Selected passage: Begin
The NRC did not review the DBNPS ISI summary report of Operating Cycle 12 and RFO 12. If this report had been reviewed, the NRC might have questioned the repairs made to the five CRDM flanges, which in turn, might have provided an additional opportunity for the NRC to identify and followup on VHP nozzle cracking and RPV head degradation. In accordance with requirements of the ASME Boiler and Pressure Vessel Code, licensees submit ISI summary reports to the NRC after significant inspection, repair and replacement activities are conducted. Reports are typically submitted following refueling outages. The ISI Summary report for DBNPS, dated August 22, 2000, provided the results of the ISI activities related to Operating Cycle 12 and RFO 12. Page 20 of the report lists VHP nozzle to RPV head weld visual inspection results for several VHP nozzle locations. The ISI report documented the repairs to five CRDM flanges during RFO 12. As noted in Section 3.2.2, one of these CRDMs corresponds to VHP Nozzle 3. While the number of VHP nozzles inspected was within the ASME requirement for the percentage of components to be inspected, only the peripheral nozzles were inspected (a number of central nozzles were obscured by boric acid deposits). Also, some of the peripheral VHP nozzles inspected were included in an area of the RPV head that was covered with boric acid deposits (cleaning efforts in the periphery were successful in removing boric acid deposits) at the beginning of RFO 12, but this was not discussed in the ISI summary report.

On the basis of interviews and discussions, the task force found that the NRC rarely reviews the information submitted in ISI summary reports. Apparently, the DBNPS report was not reviewed. Some of the NRC staff contacted did not believe there was value in the NRC review of these reports. There is no specific guidance for review of these reports.

3.3.7.2 Recommendations To address the issues discussed in this section of the report, the task force made the following recommendations:

(1)

The NRC should reinforce expectations for the implementation of guidance in the PM handbook for PM site visits, coordination between PMs and resident inspectors, and PM

96 assignment duration. The NRC should reinforce expectations provided to PMs and their supervisors regarding the questioning of information involving plant operation and conditions. Also, the NRC should strengthen the guidance related to the license amendment review process to emphasize the need to consider current system conditions, reliability, and performance data in SERs. In order to improve the licensing decision-making process, the NRC should strengthen its guidance regarding the verification of information provided by licensees.
Selected passage: End
Extracted material: Begin
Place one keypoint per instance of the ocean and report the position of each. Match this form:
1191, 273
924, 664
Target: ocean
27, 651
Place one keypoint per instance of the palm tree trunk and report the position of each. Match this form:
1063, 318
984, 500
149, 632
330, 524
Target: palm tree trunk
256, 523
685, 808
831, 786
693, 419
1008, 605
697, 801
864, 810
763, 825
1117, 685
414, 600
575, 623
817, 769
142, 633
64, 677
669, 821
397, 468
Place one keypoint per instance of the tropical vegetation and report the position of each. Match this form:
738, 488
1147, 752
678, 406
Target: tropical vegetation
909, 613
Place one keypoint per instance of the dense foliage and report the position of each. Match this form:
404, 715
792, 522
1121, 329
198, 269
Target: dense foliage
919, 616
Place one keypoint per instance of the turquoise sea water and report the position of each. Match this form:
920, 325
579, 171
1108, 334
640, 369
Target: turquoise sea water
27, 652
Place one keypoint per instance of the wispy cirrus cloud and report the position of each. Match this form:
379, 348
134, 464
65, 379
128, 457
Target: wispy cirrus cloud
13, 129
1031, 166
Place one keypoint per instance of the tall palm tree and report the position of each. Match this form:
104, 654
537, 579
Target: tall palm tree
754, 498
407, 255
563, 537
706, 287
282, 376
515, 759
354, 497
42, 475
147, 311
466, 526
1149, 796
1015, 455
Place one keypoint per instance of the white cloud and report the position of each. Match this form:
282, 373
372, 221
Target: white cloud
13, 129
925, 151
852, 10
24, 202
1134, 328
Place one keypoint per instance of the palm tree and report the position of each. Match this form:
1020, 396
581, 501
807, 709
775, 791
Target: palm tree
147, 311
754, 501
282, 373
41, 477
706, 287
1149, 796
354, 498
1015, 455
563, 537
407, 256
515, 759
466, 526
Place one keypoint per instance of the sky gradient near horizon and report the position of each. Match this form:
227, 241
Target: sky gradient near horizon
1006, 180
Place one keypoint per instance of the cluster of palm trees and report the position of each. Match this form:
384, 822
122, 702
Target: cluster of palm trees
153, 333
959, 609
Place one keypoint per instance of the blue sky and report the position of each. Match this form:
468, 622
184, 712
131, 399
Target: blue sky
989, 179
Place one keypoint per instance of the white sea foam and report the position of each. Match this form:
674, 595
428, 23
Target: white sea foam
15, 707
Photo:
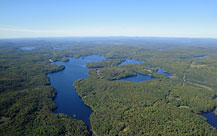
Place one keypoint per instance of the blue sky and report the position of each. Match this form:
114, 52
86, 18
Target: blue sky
151, 18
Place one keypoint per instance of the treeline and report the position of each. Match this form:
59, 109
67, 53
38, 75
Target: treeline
26, 96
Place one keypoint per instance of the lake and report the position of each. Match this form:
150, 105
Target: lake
137, 78
200, 57
131, 61
211, 118
67, 99
161, 71
28, 48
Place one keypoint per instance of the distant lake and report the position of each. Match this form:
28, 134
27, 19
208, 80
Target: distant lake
161, 71
137, 78
211, 118
67, 99
131, 61
200, 57
28, 48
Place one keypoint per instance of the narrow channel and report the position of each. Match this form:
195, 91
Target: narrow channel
67, 99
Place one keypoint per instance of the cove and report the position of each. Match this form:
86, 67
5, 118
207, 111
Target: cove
67, 99
211, 118
137, 78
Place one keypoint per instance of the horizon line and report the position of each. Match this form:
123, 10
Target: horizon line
109, 37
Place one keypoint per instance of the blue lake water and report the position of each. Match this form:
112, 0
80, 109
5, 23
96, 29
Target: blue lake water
67, 99
211, 118
131, 61
28, 48
161, 71
137, 78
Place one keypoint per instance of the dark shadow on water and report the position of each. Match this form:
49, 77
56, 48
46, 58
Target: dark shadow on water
137, 78
67, 99
161, 71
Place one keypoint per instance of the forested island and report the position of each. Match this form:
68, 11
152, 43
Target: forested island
165, 105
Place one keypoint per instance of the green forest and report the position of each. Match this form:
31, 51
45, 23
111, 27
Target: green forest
163, 106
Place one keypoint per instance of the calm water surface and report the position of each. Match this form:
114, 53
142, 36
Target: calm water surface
137, 78
161, 71
28, 48
131, 61
67, 99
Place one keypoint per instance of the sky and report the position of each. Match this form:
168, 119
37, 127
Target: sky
148, 18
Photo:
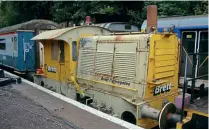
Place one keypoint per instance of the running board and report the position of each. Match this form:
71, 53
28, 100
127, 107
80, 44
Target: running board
19, 72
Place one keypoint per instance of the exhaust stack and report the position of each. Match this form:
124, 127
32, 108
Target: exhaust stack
151, 18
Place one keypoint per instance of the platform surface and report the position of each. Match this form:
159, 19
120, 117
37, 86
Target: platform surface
20, 112
23, 106
200, 105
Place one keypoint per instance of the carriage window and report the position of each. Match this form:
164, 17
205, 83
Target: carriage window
15, 43
203, 48
54, 51
2, 44
74, 50
62, 51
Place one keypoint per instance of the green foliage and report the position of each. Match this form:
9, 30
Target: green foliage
14, 12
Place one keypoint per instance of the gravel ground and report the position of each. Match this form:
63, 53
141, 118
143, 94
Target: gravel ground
20, 112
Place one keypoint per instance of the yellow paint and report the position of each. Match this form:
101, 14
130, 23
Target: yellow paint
112, 85
162, 68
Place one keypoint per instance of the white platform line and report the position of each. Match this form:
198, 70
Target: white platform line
80, 105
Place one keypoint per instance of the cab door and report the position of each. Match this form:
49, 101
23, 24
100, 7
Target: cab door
189, 43
62, 61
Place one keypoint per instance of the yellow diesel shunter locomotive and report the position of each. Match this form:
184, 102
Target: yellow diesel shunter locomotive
133, 77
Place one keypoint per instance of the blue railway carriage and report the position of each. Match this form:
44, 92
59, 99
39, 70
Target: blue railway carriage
192, 32
18, 53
Extracted material: End
▶ _What is being asked_:
Carry on the NRC task force report on DBNPS oversight, starting right after its final sentence.

▶ _Exercise result_:
(2)

The NRC should establish guidance to ensure that decisions to allow deviations from agency guidelines and recommendations issued in generic communications are adequately documented.

(3)

The NRC should evaluate the adequacy of analysis methods involving the assessment of risk associated with passive component degradation, including the integration of the results of such analyses into the regulatory decision making process.

(4)

The NRC should revise the criteria for the review of industry topical reports to allow for NRC staff review of safety-significant reports that have generic implications but have not been formally submitted for NRC review in accordance with the existing criteria.

(5)

The NRC should fully implement Office Letter 900, Managing Commitments Made by Licensees to the NRC, or revise the guidance if it is determined that the audit of licensees programs is not required. Further, the NRC should determine whether the periodic report on commitment changes submitted by licensees to the NRC should continue to be submitted and reviewed.

(6)

The NRC should determine whether ISI summary reports should be submitted to the NRC, and revise the ASME submission requirement and staff guidance regarding disposition of the reports, as appropriate.